» **TEXT TO READ**:

## begin

Christopher Columbus, as mentioned in the previous post, had sailed in quest of a new route to India. When he landed in San Salvador, he naturally imagined that he had reached his goal. But in the years that followed it became clear that what Columbus had discovered was not India, but a new continent.
This New World was named America, after Amerigo Vespucci, the first explorer to publish his discoveries. The exploration of America would continue for many centuries. Even after the eastern coast had become well-known, discovery continued across the forests and prairies, over the Rocky Mountains, around the horn of South America, and through Hudson’s Bay in search of a Northwest Passage to India.
Today, we are focusing on the 1500’s—the first century of American exploration. Although Spain established a colony in Florida (1565), and Sir Walter Raleigh planted an unsuccessful settlement in North Carolina (1584), European immigration to America did not really flourish until the 1600’s. It is the explorers, not the settlers, who dominate this century.
Today’s featured hymn appeared 1561. It is believed to have been written by William Kethe. Published in a collection of Psalms, it became widely known as the “Old 100th,” in commemoration of the Psalm on which it was based.

## end

» **SET TASK 1**: Please list every line in the entries below that contains the word "woman".

» **EXERCISE INPUTS**:
## begin

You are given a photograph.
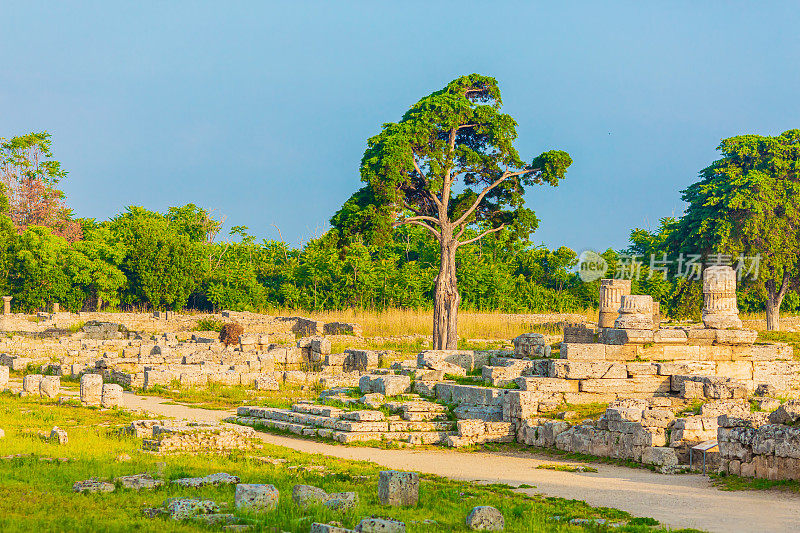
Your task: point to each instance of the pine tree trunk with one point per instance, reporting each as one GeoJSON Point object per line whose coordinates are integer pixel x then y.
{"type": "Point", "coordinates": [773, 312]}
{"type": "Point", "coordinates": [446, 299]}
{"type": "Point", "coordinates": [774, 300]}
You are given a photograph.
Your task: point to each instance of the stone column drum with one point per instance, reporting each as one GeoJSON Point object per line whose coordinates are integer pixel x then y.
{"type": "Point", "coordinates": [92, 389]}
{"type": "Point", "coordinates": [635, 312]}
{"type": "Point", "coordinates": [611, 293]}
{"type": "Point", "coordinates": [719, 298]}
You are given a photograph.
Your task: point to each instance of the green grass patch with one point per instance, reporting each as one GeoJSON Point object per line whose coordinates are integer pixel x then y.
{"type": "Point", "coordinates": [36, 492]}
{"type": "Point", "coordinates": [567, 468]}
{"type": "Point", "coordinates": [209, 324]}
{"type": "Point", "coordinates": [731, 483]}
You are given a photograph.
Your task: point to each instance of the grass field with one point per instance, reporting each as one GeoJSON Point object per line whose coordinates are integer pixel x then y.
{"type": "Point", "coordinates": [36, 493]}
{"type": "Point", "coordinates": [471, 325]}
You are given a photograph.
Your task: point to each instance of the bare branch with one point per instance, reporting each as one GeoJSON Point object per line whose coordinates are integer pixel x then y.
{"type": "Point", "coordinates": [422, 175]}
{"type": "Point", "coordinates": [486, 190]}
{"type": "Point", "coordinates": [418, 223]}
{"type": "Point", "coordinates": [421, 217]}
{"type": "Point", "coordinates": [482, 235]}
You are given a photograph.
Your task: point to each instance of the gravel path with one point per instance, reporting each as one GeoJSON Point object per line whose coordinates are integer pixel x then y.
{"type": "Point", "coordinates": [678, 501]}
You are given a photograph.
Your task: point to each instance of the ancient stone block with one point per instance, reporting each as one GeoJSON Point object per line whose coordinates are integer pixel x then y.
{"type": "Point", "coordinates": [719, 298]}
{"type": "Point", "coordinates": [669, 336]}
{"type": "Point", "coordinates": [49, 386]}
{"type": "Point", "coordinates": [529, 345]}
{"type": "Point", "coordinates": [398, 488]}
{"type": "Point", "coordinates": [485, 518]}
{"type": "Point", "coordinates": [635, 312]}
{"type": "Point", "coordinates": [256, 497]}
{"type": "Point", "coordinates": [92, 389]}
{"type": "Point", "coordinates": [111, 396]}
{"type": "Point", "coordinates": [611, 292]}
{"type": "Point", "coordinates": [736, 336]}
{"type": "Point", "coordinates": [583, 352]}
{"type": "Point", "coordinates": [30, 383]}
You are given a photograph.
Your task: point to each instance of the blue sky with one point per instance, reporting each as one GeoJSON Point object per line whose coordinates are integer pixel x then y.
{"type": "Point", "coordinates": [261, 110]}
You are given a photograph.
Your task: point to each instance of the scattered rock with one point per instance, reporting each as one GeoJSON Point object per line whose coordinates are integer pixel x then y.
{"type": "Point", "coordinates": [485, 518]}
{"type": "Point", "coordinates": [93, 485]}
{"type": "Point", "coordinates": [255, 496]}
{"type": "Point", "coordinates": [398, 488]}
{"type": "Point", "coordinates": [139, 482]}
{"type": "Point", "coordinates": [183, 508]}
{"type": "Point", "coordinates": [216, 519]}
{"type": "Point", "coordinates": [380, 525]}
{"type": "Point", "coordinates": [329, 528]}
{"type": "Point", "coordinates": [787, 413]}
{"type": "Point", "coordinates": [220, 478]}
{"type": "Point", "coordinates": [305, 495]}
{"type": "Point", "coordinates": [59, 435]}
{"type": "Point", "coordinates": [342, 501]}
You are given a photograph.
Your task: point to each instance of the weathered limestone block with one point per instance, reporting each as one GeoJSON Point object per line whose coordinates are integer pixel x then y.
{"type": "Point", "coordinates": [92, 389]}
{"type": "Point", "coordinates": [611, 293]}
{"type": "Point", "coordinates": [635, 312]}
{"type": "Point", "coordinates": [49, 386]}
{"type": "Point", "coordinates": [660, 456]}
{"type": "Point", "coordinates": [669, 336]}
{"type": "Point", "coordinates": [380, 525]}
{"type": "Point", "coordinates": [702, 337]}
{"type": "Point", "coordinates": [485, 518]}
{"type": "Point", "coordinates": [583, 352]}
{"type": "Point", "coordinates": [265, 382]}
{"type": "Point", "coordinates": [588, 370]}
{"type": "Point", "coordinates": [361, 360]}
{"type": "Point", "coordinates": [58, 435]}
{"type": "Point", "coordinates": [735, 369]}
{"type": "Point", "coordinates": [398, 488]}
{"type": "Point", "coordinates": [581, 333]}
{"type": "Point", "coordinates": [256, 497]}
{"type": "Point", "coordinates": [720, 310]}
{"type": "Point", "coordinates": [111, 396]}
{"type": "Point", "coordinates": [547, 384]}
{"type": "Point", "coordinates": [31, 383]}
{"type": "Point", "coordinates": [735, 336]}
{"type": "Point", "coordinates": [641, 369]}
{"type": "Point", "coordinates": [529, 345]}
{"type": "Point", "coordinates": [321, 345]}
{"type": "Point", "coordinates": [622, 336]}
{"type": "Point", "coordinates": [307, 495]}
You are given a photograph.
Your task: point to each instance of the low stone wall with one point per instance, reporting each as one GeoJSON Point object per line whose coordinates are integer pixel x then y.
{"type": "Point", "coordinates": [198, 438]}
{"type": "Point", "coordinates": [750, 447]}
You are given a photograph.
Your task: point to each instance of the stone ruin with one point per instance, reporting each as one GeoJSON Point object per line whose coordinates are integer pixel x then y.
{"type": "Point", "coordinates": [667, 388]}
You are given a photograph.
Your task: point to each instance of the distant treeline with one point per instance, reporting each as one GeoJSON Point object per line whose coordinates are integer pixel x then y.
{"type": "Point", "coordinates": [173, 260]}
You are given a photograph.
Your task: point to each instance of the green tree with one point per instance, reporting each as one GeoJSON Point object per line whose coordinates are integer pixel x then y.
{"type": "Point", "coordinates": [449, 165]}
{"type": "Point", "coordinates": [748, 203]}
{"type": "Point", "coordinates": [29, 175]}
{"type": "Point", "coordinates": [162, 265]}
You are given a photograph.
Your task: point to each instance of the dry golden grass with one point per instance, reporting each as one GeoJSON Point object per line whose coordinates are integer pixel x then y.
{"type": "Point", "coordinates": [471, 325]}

## end
## begin

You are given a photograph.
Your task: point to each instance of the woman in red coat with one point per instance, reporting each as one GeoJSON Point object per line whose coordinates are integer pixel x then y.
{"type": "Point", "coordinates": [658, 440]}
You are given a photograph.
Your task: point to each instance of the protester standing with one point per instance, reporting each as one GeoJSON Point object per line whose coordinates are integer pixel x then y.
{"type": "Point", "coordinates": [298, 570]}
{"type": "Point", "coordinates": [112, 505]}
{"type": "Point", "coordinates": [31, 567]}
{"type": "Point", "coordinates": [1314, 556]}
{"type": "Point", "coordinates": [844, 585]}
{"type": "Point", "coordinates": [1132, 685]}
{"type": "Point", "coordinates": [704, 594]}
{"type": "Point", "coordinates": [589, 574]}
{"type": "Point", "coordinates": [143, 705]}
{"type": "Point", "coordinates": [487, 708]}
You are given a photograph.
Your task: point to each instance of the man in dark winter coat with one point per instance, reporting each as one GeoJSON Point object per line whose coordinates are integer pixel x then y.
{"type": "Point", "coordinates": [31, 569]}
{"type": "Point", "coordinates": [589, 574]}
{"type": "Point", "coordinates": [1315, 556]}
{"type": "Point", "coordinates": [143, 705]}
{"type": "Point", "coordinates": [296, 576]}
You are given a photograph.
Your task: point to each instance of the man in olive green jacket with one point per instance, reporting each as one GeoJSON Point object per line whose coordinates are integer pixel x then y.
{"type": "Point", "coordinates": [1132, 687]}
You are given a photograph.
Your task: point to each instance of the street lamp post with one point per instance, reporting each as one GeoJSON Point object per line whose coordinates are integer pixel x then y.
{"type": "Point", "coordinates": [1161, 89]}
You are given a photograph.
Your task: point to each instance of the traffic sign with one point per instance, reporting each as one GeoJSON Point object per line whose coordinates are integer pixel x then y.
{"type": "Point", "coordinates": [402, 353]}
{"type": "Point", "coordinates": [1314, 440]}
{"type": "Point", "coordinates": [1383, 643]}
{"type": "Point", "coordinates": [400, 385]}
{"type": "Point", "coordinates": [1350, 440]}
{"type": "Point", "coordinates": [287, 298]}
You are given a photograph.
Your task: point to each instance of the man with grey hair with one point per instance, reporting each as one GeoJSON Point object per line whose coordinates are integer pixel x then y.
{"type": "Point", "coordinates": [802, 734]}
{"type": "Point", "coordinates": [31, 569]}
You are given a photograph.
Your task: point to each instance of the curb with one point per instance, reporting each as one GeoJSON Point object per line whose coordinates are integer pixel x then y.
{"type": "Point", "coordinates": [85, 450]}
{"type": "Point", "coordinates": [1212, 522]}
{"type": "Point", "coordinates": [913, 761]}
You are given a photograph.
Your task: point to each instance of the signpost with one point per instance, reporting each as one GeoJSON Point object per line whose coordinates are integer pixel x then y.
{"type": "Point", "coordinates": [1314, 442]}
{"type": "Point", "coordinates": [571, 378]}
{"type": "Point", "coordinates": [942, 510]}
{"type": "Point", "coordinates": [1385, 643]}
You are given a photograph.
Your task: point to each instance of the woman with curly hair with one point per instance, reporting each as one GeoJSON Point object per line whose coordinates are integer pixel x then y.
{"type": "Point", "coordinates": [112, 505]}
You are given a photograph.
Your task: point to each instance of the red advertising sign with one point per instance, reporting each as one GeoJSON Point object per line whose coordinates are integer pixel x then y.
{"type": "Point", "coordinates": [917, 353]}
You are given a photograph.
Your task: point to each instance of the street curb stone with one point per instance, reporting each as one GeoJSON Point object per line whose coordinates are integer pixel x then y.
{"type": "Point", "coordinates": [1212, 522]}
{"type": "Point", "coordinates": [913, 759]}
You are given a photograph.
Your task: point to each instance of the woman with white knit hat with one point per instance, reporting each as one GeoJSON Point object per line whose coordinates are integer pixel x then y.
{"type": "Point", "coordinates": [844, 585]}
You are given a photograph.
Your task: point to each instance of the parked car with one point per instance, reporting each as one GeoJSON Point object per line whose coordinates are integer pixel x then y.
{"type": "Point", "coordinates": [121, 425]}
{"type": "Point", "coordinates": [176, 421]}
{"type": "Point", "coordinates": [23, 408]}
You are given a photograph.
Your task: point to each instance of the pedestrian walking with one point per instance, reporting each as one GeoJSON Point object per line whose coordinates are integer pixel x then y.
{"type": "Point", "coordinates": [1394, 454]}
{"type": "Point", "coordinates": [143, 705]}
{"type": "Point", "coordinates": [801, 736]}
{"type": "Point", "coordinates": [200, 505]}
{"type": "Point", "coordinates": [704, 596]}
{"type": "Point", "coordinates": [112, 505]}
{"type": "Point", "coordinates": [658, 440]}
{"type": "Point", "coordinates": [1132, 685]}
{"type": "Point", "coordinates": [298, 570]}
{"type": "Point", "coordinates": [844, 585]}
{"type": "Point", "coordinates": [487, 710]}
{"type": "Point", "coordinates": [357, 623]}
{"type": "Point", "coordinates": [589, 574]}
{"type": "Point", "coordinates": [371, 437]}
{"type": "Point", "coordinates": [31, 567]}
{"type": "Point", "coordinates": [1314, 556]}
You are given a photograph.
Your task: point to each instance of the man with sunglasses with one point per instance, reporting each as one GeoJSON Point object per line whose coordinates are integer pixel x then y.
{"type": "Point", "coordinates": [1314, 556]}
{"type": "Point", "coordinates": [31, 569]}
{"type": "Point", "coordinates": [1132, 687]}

## end
## begin

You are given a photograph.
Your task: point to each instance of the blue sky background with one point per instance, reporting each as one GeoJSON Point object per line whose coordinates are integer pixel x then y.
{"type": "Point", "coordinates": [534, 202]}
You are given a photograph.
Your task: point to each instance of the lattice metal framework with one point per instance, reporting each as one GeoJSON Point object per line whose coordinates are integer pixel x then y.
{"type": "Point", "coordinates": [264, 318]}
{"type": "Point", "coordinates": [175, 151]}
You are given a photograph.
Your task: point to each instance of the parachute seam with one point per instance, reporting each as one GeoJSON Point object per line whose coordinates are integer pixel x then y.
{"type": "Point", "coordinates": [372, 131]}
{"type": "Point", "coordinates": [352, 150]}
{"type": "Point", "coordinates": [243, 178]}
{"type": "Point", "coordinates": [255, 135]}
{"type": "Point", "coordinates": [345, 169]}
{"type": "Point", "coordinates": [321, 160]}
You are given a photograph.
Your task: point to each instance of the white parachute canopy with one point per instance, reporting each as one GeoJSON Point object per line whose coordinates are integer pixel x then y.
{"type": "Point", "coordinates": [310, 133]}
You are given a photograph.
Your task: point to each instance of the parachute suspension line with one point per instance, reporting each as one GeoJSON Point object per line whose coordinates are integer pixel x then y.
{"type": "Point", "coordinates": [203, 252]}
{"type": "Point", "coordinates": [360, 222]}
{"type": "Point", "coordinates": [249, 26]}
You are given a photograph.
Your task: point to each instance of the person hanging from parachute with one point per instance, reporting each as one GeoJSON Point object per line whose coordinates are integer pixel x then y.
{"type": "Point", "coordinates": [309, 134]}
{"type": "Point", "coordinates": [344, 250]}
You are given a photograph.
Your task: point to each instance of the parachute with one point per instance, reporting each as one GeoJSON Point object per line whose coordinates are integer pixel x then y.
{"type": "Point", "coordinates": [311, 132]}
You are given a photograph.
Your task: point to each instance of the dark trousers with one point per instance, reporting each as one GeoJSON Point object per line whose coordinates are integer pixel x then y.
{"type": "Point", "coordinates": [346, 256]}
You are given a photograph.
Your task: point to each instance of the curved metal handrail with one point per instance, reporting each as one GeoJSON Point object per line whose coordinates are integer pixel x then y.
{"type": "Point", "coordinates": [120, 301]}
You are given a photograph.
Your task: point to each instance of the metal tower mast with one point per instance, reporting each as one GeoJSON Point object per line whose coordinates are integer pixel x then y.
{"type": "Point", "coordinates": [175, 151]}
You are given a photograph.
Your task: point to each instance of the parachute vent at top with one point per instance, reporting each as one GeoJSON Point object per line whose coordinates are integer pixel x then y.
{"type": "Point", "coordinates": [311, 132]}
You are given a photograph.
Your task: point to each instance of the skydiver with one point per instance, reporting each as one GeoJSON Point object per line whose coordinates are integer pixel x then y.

## end

» **SET TASK 2**: Name every person mentioned by name in the text above on early American exploration.

» **CORRECT ANSWER 1**:
Your task: point to each instance of the woman in red coat with one point per instance, reporting each as one GeoJSON Point object per line whose coordinates are integer pixel x then y.
Your task: point to each instance of the woman with curly hair with one point per instance, reporting each as one GeoJSON Point object per line whose coordinates are integer pixel x then y.
Your task: point to each instance of the woman with white knit hat with one point per instance, reporting each as one GeoJSON Point object per line whose coordinates are integer pixel x then y.

» **CORRECT ANSWER 2**:
Christopher Columbus
Amerigo Vespucci
Sir Walter Raleigh
William Kethe